Dataset entries

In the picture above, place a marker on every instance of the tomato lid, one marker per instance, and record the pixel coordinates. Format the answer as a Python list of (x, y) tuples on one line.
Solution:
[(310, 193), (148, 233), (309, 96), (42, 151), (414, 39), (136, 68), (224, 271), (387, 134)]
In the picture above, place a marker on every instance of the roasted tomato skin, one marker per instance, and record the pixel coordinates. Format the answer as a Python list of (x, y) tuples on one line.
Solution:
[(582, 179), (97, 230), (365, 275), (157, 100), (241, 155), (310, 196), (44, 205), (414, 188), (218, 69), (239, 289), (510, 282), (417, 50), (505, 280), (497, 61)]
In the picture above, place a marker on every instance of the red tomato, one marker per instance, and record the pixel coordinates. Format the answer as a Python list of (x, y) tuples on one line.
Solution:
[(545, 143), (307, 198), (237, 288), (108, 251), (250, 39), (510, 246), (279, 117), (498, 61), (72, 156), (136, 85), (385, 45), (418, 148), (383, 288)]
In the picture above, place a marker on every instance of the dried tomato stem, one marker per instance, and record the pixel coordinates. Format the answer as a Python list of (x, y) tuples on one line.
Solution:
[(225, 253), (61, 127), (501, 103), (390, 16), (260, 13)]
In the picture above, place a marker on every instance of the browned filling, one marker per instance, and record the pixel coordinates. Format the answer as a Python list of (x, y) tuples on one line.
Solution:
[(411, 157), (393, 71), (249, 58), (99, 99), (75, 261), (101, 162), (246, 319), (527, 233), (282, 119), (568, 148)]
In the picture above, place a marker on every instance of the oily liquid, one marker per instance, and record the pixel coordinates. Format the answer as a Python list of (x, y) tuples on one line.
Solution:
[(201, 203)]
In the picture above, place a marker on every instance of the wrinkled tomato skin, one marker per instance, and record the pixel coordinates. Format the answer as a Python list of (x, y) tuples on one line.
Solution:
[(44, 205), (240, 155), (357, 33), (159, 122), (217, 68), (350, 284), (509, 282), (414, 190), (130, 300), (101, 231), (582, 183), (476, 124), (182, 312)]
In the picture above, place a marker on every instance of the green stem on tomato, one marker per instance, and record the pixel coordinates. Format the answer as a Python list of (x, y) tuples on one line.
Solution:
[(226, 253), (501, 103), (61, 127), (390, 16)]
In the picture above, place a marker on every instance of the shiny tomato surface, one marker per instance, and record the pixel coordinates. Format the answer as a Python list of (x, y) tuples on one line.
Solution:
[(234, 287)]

...

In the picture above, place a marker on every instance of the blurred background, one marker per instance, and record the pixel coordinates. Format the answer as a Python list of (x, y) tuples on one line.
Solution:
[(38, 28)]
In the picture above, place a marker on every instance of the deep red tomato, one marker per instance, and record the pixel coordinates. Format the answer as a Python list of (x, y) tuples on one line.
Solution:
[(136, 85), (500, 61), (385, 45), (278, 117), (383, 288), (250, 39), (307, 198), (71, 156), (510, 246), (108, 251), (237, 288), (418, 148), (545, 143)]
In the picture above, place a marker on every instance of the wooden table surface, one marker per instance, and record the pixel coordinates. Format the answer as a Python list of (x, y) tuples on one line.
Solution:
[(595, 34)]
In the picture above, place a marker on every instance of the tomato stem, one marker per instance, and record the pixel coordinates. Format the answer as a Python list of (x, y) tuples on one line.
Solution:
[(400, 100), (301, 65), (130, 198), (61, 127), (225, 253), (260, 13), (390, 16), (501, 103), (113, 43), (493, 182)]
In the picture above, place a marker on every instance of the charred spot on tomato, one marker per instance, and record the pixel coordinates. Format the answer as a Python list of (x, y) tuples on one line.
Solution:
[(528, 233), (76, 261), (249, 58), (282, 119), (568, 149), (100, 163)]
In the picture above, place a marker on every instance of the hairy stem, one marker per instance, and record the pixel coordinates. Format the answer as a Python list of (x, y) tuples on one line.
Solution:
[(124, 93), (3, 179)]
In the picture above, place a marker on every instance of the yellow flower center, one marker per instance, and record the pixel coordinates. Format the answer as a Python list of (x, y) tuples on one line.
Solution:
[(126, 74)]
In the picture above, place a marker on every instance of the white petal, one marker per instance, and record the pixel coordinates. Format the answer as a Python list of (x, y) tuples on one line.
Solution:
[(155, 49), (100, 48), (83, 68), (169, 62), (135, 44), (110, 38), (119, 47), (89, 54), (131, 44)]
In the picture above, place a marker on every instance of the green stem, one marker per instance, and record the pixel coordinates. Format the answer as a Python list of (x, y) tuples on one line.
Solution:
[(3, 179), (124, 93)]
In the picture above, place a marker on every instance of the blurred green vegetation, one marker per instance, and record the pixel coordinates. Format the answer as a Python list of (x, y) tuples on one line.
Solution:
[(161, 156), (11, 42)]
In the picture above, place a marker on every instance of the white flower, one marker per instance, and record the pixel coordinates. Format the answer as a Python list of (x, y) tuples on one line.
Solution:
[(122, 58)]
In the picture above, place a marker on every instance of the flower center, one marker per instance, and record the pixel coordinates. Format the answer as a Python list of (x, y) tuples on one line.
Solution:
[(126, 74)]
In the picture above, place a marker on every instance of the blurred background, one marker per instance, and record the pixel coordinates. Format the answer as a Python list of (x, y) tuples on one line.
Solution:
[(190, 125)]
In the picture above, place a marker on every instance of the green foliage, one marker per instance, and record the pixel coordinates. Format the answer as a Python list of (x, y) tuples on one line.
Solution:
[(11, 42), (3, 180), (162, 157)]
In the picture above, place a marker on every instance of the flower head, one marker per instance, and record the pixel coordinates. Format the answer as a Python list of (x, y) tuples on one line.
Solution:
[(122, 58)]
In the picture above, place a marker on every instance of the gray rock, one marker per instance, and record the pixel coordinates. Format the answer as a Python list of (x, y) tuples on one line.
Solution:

→ Try it
Lines with the word "surface" in them should be copied from the preceding records.

→ Result below
In the picture above, place a marker on every instance of the shiny tomato surface, one marker per instance, and record the pixel coordinates. Format the answer as a Python list of (x, y) tuples on one line.
In the picture above, place a marker on every instance of the wooden table surface, one marker per instance, and record the pixel coordinates. Format the answer as a Python list of (x, y) tuples on one line.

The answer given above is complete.